[Saved items]
┄┄┄┄┄┄
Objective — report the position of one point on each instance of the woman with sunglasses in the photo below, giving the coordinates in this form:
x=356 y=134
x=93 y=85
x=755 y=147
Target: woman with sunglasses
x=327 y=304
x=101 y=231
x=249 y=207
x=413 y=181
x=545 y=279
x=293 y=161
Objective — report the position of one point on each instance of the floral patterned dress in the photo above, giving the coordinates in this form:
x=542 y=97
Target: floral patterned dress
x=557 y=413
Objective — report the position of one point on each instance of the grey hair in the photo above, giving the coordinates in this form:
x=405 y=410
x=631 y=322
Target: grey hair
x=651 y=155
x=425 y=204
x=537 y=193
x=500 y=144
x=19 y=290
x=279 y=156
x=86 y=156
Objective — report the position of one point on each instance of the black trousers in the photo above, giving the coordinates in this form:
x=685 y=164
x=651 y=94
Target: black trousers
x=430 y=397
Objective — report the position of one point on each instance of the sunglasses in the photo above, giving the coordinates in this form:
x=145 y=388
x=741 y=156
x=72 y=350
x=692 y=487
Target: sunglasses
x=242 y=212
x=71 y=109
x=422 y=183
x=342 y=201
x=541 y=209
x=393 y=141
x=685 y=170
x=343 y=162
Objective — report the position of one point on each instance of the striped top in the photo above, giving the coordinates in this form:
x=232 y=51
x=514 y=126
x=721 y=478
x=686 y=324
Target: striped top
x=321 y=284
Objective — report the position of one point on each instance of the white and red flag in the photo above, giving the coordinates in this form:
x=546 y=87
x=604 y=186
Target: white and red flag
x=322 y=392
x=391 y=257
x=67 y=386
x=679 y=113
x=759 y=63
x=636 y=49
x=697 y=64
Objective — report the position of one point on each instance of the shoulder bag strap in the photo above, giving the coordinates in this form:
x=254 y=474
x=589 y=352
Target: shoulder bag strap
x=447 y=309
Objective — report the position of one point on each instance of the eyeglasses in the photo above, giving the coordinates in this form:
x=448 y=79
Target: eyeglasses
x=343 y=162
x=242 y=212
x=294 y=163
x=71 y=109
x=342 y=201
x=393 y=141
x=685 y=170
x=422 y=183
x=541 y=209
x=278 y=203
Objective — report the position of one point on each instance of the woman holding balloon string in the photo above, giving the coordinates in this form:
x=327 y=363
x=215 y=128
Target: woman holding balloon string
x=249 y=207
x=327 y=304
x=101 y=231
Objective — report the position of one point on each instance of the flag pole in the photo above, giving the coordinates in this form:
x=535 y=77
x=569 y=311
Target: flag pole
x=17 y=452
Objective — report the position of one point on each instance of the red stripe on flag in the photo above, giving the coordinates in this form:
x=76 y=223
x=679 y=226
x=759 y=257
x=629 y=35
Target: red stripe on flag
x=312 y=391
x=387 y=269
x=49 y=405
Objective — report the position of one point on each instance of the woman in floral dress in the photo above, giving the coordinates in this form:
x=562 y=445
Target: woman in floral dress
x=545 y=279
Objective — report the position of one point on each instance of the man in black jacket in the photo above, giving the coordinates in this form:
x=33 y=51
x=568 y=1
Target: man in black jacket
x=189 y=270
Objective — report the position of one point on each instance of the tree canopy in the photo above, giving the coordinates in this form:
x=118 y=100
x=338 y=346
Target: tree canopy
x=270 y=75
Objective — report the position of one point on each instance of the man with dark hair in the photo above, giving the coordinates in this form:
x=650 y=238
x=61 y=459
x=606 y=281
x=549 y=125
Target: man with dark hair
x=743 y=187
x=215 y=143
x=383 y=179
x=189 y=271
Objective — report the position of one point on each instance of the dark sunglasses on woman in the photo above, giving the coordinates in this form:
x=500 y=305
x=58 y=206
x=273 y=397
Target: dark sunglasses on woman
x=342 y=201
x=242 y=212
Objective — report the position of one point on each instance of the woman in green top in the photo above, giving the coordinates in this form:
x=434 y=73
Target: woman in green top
┄┄┄┄┄┄
#### Directive:
Reproduce every item above, word for word and in the same order.

#### Complete response:
Objective — report the position of one point on each instance of the woman with sunglasses in the photo below, giving the coordinates in this form:
x=356 y=134
x=93 y=85
x=755 y=147
Target: woman with sunglasses
x=327 y=304
x=101 y=231
x=249 y=207
x=413 y=181
x=545 y=279
x=293 y=161
Objective — report the position of one point on each instance of the floral patterned dress in the photo above, giving the coordinates in this form:
x=542 y=97
Target: floral patterned dress
x=557 y=413
Objective — report the position of one point on each instance of the grey hair in the photo above, giving the coordinates in this form:
x=405 y=410
x=631 y=322
Target: grey hair
x=651 y=155
x=425 y=204
x=537 y=193
x=500 y=144
x=19 y=290
x=279 y=156
x=86 y=156
Objective — report the position of one point on each instance of the black trousers in the photo above, giving the coordinates in this form:
x=685 y=164
x=651 y=94
Target: black trousers
x=430 y=397
Objective — report the position of one point on each instance of the sunglasses in the photo above, giving the coordinates in this form:
x=145 y=388
x=741 y=156
x=72 y=350
x=692 y=487
Target: sunglasses
x=242 y=212
x=71 y=109
x=422 y=183
x=342 y=201
x=541 y=209
x=393 y=141
x=685 y=170
x=343 y=162
Objective — report the position of one point on each instance of the striped top in the photo above, giving the coordinates in this form:
x=232 y=51
x=514 y=126
x=721 y=478
x=686 y=324
Target: striped top
x=321 y=284
Objective — report the position of one point on each instance of the white and red flag in the photo above, giving the coordinates in this form:
x=546 y=87
x=604 y=186
Target: white and red flag
x=322 y=392
x=391 y=257
x=67 y=386
x=679 y=113
x=759 y=63
x=636 y=49
x=697 y=64
Objective — report the position of one point on each instance of the shoulder bag strap in the photo above, giving the coordinates in this form:
x=254 y=474
x=589 y=352
Target: shoulder bag strap
x=447 y=309
Objective — report the position of one point on each instance of the eyeglasses in the photo above, giving the coordinates in this form:
x=448 y=79
Target: eyeglasses
x=343 y=162
x=242 y=212
x=294 y=163
x=71 y=109
x=342 y=201
x=393 y=141
x=685 y=170
x=422 y=183
x=541 y=209
x=278 y=203
Objective — report the position of one point on each instance of the woman holding balloon string in the photo above, giving the coordinates in this form:
x=327 y=363
x=215 y=128
Target: woman holding balloon string
x=249 y=207
x=327 y=304
x=101 y=231
Objective — report the position of one point on each instance of the flag pole in the photo above, giving the coordinates in this form:
x=535 y=77
x=569 y=311
Target: flag pole
x=17 y=452
Objective — report the position of one point on each instance of the red stripe on flag in the photo above, giving the coordinates in this form:
x=76 y=223
x=679 y=226
x=759 y=257
x=629 y=35
Target: red stripe on flag
x=312 y=391
x=387 y=269
x=49 y=405
Objective — report the position of one point on each instance of the woman in floral dress in the photo above, giving the coordinates in this form:
x=562 y=445
Target: woman in floral dress
x=545 y=279
Objective — report the position of one point on each instance of the man in black jacket in the photo above, giving the coordinates in this form:
x=33 y=51
x=568 y=1
Target: man in black jacket
x=189 y=270
Objective — report the position of one point on each instance of the tree canopy in the photo above, giving the coordinates in this form:
x=118 y=100
x=338 y=346
Target: tree canopy
x=270 y=75
Objective — report the position of one point on each instance of the man with dark hair in the photo above, giving the coordinates in this form:
x=650 y=238
x=61 y=459
x=606 y=281
x=549 y=125
Target: man with dark hair
x=743 y=187
x=215 y=143
x=383 y=179
x=189 y=271
Objective — report the position of one point on each instance of the dark sunglasses on woman in the photo above, giving the coordinates in this form:
x=500 y=305
x=58 y=206
x=273 y=397
Target: dark sunglasses on woman
x=342 y=201
x=242 y=212
Objective — report the position of one point on each instance of the woman in green top in the photo above, giving the coordinates in this form:
x=434 y=73
Target: woman in green top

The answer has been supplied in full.